> **Given entries**
::::::::

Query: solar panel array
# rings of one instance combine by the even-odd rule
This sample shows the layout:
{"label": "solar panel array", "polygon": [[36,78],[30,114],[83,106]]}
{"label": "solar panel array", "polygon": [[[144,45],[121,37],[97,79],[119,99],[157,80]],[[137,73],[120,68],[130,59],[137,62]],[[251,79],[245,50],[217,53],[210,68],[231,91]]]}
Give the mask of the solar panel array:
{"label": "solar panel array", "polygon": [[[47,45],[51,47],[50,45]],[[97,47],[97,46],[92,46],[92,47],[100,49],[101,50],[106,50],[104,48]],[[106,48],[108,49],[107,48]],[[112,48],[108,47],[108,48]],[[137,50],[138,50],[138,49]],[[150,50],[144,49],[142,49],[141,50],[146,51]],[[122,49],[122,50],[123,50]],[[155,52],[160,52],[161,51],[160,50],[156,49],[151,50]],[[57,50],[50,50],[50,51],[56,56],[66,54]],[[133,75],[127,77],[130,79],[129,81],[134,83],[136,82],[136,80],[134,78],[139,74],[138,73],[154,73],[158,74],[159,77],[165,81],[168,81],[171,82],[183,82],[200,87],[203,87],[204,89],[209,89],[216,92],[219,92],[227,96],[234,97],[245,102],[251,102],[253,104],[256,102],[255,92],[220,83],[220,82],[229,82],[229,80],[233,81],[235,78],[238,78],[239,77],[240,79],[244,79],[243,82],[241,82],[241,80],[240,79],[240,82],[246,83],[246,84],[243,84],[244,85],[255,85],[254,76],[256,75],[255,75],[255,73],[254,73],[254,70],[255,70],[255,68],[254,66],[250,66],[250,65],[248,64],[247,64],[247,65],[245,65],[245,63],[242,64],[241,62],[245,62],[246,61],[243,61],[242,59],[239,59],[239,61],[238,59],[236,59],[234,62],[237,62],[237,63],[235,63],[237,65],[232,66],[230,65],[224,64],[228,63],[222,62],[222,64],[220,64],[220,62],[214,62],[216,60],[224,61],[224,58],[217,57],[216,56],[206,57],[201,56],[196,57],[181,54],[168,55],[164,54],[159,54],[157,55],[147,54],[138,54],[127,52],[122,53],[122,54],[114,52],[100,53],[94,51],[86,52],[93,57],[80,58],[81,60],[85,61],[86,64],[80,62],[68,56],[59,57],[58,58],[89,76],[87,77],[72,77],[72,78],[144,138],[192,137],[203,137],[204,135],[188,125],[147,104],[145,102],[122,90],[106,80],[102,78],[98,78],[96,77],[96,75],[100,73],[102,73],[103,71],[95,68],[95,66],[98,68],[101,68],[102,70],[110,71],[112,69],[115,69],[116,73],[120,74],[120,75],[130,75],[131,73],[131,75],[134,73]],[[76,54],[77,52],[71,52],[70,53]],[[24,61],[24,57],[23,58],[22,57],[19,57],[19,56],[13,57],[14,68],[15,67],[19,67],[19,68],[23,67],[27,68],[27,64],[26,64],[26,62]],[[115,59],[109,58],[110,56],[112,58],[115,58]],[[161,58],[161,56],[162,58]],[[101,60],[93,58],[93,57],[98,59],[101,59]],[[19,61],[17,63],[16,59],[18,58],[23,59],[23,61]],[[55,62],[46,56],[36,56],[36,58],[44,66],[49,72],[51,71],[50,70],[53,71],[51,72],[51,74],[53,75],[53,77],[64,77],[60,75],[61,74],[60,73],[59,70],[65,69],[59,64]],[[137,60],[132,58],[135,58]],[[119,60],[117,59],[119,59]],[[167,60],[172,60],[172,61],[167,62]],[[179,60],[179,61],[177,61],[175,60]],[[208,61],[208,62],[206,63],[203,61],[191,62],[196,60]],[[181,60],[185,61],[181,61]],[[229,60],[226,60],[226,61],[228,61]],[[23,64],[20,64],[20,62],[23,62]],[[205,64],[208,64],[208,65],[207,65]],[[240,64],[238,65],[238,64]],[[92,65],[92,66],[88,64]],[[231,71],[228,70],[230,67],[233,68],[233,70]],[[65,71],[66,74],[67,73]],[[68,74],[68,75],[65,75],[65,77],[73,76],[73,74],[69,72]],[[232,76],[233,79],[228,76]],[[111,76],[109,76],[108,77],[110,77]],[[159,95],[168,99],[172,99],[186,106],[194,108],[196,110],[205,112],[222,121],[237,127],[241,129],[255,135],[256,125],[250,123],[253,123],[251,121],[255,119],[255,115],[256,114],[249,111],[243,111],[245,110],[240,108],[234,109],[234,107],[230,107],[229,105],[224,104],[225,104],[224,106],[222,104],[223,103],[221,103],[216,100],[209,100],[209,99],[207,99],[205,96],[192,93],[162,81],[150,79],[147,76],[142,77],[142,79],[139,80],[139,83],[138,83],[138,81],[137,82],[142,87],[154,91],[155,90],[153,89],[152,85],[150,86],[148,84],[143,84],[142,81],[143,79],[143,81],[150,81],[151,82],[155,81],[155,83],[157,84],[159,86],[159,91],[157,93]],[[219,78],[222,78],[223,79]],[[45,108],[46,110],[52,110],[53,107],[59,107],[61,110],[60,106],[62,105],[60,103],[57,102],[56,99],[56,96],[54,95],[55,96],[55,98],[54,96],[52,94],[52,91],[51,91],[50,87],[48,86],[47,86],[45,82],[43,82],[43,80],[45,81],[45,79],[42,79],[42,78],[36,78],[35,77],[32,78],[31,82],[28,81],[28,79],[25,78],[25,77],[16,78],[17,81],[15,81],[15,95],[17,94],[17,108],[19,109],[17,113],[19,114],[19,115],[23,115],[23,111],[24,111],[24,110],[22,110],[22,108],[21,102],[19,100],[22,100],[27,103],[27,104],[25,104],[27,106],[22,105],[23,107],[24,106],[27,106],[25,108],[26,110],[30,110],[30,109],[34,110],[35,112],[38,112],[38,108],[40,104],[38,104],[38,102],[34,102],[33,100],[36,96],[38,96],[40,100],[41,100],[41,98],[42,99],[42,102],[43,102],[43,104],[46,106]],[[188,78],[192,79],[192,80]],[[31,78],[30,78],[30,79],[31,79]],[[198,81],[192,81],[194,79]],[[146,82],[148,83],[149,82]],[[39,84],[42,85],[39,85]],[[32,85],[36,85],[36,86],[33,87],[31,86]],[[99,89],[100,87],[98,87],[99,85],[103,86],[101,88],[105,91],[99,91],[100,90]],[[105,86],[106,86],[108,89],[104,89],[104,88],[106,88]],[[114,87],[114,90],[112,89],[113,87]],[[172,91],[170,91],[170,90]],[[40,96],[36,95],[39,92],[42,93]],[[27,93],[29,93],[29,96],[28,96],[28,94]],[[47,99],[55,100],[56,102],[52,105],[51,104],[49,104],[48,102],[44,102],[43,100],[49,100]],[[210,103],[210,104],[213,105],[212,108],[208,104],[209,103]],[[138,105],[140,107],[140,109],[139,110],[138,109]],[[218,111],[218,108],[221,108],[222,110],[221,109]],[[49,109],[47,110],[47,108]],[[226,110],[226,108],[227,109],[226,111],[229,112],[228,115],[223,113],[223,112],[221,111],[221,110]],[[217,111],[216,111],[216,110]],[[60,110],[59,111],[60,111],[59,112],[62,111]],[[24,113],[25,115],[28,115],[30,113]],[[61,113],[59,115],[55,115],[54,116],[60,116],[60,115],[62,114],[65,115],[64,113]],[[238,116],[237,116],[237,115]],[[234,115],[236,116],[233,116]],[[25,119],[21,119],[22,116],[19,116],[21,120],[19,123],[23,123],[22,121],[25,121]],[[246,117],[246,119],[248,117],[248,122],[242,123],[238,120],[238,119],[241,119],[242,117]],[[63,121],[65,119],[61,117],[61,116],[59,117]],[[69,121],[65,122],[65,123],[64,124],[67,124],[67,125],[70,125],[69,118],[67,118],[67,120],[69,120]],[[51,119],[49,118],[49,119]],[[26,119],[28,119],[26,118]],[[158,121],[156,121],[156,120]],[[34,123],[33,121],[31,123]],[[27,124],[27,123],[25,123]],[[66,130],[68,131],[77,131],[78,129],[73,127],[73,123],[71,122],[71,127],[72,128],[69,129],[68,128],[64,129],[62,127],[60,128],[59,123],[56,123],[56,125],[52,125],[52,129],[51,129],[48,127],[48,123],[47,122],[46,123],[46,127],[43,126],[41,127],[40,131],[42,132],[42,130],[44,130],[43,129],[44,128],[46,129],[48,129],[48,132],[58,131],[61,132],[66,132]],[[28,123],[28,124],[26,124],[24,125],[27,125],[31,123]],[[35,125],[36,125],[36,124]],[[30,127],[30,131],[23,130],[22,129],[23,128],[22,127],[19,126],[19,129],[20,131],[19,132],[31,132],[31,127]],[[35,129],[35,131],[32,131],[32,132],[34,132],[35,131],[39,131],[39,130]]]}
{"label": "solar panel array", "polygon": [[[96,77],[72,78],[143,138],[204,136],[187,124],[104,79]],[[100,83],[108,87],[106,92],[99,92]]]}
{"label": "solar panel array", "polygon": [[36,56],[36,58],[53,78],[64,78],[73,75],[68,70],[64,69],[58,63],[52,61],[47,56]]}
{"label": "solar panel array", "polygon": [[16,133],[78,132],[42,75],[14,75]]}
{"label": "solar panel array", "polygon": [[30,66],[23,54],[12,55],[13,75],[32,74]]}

::::::::

Copy the rows starting with the first line and going on through the line with "Give the mask", keeping every character the same.

Query: solar panel array
# rings of one instance combine by the even-odd rule
This sample shows the layout:
{"label": "solar panel array", "polygon": [[36,78],[30,114],[83,106]]}
{"label": "solar panel array", "polygon": [[[144,45],[121,37],[97,79],[119,99],[157,80]],[[137,73],[120,68],[130,59],[137,62]],[[251,79],[245,50],[217,53],[210,68],[231,91]]]}
Give the mask of the solar panel array:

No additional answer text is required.